Stored data:
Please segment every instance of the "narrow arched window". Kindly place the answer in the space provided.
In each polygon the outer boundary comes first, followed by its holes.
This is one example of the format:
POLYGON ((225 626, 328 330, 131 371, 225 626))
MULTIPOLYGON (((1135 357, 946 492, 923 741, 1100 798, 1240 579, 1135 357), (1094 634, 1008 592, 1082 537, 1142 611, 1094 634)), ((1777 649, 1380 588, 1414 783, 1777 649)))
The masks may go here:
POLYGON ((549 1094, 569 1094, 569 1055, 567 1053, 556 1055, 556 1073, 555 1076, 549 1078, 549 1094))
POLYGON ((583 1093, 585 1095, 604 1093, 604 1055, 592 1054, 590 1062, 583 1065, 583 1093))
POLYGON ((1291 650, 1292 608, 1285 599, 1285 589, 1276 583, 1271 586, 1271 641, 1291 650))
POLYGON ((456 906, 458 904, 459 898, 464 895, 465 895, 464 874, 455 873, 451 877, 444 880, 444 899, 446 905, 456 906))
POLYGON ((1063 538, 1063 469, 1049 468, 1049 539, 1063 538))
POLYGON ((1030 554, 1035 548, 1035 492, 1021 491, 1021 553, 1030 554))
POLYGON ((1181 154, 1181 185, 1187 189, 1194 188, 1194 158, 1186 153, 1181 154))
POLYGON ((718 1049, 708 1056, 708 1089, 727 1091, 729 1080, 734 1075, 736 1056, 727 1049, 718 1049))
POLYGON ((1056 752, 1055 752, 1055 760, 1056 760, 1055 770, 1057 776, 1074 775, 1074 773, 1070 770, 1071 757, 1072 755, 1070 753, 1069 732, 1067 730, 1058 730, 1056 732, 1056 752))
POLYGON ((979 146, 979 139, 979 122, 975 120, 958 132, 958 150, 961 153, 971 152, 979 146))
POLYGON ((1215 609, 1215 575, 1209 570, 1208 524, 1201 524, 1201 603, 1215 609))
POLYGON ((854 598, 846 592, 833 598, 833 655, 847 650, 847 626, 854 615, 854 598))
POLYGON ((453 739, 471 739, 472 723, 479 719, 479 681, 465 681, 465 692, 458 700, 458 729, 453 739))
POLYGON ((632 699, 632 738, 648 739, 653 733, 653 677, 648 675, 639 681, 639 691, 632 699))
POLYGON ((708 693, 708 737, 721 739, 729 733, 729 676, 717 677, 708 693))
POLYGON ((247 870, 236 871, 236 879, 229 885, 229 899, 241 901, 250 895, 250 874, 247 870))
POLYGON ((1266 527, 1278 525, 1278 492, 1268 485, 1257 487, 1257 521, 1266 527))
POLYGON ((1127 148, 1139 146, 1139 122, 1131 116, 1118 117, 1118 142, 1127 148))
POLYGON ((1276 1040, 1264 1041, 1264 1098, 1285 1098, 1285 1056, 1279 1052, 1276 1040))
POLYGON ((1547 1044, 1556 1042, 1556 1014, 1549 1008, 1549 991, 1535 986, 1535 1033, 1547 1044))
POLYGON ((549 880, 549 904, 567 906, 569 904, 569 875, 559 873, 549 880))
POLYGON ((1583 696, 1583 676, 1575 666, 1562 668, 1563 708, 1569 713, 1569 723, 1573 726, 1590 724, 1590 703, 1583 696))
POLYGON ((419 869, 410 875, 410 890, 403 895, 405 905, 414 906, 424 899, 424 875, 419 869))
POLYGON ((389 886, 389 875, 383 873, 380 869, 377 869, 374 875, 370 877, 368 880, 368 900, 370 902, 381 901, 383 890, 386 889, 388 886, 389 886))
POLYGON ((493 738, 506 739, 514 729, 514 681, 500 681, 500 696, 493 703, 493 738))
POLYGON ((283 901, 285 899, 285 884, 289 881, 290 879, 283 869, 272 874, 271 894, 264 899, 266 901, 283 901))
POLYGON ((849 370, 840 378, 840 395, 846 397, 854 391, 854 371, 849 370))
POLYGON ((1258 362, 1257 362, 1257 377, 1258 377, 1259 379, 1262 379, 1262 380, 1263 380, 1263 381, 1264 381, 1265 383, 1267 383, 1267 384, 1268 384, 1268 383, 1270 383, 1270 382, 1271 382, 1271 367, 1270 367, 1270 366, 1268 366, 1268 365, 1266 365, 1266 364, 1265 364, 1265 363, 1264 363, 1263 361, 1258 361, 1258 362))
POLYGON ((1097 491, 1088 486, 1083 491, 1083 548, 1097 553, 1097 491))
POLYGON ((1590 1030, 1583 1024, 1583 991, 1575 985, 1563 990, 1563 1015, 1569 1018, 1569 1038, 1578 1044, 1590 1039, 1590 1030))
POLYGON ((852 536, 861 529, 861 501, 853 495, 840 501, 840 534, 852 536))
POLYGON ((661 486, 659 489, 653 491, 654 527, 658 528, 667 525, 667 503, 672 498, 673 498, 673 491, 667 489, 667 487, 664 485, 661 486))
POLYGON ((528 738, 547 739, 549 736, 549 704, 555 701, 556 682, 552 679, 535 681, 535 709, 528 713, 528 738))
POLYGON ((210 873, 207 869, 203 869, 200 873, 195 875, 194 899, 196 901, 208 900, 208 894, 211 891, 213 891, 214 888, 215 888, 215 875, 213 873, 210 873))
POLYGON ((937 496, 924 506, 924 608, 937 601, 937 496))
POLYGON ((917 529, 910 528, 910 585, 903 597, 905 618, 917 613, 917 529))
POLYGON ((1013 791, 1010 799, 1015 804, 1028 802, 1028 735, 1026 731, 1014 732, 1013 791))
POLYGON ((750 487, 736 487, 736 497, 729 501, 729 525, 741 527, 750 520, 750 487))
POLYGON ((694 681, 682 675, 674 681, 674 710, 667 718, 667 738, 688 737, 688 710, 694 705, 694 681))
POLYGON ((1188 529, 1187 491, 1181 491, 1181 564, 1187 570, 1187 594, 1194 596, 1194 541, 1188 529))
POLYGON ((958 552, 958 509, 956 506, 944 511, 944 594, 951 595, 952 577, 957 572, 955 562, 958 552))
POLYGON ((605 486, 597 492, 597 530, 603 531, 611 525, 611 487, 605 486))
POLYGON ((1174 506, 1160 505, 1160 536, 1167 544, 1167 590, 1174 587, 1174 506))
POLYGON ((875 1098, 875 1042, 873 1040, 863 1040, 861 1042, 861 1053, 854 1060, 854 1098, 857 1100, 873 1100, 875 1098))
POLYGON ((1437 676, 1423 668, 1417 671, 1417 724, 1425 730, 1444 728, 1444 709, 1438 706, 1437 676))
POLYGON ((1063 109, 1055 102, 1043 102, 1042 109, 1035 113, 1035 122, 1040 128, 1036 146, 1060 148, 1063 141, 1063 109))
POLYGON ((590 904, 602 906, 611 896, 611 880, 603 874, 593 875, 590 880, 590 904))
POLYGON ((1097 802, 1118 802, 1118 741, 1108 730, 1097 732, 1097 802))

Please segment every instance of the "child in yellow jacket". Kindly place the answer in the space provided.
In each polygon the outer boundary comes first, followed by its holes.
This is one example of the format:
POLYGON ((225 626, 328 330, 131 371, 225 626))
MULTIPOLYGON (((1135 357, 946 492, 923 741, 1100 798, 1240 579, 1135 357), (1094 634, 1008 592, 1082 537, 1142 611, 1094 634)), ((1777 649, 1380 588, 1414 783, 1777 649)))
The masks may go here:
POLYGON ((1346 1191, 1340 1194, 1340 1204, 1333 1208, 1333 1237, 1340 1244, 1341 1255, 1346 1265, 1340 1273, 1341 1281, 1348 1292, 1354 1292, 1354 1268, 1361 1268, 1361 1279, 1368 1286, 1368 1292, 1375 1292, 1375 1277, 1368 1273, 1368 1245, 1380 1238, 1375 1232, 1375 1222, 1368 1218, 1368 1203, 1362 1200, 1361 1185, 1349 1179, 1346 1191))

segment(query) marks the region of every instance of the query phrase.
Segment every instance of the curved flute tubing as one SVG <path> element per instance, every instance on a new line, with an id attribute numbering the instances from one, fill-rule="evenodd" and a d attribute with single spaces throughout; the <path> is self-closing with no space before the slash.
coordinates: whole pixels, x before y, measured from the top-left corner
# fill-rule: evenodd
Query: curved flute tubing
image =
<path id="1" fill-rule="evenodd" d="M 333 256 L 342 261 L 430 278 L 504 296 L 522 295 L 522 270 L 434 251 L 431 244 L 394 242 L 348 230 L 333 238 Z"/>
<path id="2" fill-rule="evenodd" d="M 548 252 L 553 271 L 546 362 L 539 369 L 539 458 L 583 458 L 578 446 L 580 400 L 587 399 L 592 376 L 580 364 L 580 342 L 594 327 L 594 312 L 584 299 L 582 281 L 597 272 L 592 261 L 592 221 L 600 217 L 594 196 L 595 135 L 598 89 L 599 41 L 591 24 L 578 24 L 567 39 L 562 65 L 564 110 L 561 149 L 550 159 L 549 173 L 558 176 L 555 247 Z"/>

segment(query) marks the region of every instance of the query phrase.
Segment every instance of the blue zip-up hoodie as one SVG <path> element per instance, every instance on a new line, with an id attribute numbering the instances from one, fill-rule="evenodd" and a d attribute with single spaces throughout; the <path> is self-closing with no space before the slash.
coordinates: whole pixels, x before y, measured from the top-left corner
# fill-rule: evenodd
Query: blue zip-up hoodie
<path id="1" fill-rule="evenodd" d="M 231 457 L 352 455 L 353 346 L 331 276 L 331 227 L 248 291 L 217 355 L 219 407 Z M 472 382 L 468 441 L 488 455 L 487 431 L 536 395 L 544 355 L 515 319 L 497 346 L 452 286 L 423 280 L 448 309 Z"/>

Exercise: Find and copy each line of the data where "Kindly" is present.

Answer to this task:
Please segment every instance of the "narrow arched window". Kindly place the answer in the space provided.
Please segment every instance of the "child in yellow jacket". Kindly place the answer in the space provided.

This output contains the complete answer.